What is expected
Your task is to copy the material exactly.
────────────────────────────────────────
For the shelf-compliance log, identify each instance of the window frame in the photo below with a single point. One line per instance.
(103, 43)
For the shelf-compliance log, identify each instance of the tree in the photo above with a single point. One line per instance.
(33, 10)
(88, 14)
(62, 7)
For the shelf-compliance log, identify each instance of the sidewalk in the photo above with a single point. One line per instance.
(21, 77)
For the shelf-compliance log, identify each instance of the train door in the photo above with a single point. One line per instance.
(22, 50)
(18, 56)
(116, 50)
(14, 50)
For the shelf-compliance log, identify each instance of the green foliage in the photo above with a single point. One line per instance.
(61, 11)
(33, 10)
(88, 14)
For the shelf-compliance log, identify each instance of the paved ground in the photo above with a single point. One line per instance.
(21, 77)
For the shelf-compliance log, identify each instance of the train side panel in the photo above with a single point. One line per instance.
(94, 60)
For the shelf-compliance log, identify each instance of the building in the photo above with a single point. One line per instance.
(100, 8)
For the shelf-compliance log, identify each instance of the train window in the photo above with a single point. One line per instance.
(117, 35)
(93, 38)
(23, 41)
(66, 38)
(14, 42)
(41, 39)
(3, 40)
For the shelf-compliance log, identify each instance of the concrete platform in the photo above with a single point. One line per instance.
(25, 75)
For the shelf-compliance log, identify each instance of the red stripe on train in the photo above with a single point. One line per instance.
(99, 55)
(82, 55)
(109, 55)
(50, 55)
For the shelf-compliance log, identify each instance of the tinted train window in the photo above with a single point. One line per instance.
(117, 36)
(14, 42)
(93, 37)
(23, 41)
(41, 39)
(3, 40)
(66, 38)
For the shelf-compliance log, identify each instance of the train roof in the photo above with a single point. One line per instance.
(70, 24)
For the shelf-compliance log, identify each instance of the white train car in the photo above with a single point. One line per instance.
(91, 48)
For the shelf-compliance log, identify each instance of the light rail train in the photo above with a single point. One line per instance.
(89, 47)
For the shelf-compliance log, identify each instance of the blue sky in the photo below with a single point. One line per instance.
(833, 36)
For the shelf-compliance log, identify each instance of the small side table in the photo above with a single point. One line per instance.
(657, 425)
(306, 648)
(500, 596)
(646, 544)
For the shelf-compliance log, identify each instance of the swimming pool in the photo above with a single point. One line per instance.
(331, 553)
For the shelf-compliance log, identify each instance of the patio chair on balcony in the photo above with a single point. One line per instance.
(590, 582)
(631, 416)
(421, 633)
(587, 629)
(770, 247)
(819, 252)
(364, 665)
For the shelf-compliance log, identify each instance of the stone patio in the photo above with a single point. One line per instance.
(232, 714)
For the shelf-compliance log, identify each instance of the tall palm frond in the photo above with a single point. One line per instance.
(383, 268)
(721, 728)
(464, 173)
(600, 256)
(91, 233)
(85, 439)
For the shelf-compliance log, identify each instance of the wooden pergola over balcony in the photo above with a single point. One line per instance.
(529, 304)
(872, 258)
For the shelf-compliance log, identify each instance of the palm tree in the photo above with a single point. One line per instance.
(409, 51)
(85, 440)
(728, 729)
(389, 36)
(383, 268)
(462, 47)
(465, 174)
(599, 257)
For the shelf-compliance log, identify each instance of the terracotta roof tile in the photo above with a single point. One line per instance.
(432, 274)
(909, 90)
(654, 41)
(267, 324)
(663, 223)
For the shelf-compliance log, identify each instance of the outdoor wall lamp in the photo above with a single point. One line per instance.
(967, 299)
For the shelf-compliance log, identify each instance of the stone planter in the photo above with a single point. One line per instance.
────────────────────────────────────────
Solved problem
For the shelf-compliance log, identify each instance of the window frame in the photo below with a single point. One line per instance.
(103, 43)
For the shelf-compliance log, identify each instance of the tree in the photo above with a single point. One line per instance.
(33, 10)
(88, 14)
(62, 7)
For the shelf-compliance log, identify each instance of the sidewalk in the photo above with a single point. One line per instance.
(21, 77)
For the shelf-compliance log, identify each instance of the train door in the photo above with a single point. One line per instance.
(22, 50)
(18, 56)
(116, 50)
(14, 50)
For the shelf-compliance log, identify each instance of the green foliage in the photo above with a single point. One line per instance.
(61, 11)
(33, 10)
(88, 14)
For the shelf-compliance log, identify each instance of the paved ground in the photo above with a single point. One line per instance.
(21, 77)
For the shelf-compliance log, identify each instance of the train side panel in the photo above with a single point. One line per instance.
(94, 60)
For the shelf-compliance log, identify each instance of the building in the photo above with a single point. One line per instance.
(100, 8)
For the shelf-compliance log, identify each instance of the train window in the photo above with a single point. One line per instance.
(117, 35)
(93, 38)
(23, 41)
(66, 38)
(14, 42)
(41, 39)
(3, 40)
For the shelf-compliance log, identify each instance of the concrete platform in the photo above with a single point. One line per instance.
(25, 75)
For the shelf-compliance log, identify each instance of the red stripe on train in the photo above with a single point. One line per instance.
(99, 55)
(82, 55)
(109, 55)
(50, 55)
For the shelf-compliance log, identify each instance of the tinted train window in the photo above with a single point. One line per instance.
(117, 36)
(14, 42)
(93, 37)
(23, 41)
(41, 39)
(3, 40)
(66, 38)
For the shelf-compliance log, identify each instance of the train roof in the photo above with a single point. One line per instance.
(70, 24)
For the shelf-compliance log, identify each instance of the white train car in the photo above with a single point. One line per instance.
(91, 48)
For the shelf-compliance log, identify each instance of the light rail train in the photo above with a single point. One line per instance.
(89, 47)
For the shelf-compliance log, identify each instance of the blue sky in the photo below with a single point. One line per instance.
(833, 36)
For the shelf-compliance log, identify each instance of the small side table in the photo above with a single point. One line per instance.
(657, 425)
(306, 648)
(500, 596)
(646, 544)
For the shelf-compliance log, identify each instance of the swimming pool in the photo above with a single point. One line per instance.
(331, 553)
For the shelf-compliance log, identify each instance of the patio chair on balcony in the photo above with a single point. One line per instance.
(590, 582)
(631, 416)
(421, 633)
(587, 629)
(770, 247)
(819, 252)
(364, 665)
For the shelf-compliance log, identify each instance of the stone patio in the photo above with a single point. One line per instance.
(232, 714)
For the shelf-compliance log, identify each instance of the tall palm frond in the photo above with a single point. One line per instance.
(383, 268)
(721, 728)
(464, 173)
(600, 256)
(91, 233)
(85, 439)
For the shelf-compliance log, identify each instance of the wooden pergola over balcony in the photo above with a single point. One line per instance.
(529, 304)
(872, 258)
For the shelf-compliance log, identify each instance of the palm tree in the photo above with a single point. One line per instance.
(409, 51)
(85, 440)
(728, 729)
(389, 36)
(383, 268)
(462, 47)
(465, 174)
(599, 257)
For the shelf-compliance log, identify each instance of the terracotta roof tile in the photo above with a single point. One line per instance.
(432, 274)
(909, 90)
(654, 41)
(267, 324)
(663, 223)
For the shelf-compliance log, identify each instance of the outdoor wall lamp in the photo above with a single point. One line per instance.
(967, 299)
For the shelf-compliance log, identify each instance of the stone planter in the photo above with a single point. One line per instance.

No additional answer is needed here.